Given exercise ::
Copy out every line exactly as given.

Entries shown ::

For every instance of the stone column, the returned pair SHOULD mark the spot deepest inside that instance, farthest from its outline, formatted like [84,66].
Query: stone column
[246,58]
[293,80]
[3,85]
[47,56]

Answer to the exercise ::
For every instance of the stone column, the returned pair SHOULD mark the spot deepest inside that instance, farthest from its outline, formatted like [84,66].
Query: stone column
[246,58]
[293,80]
[3,85]
[47,56]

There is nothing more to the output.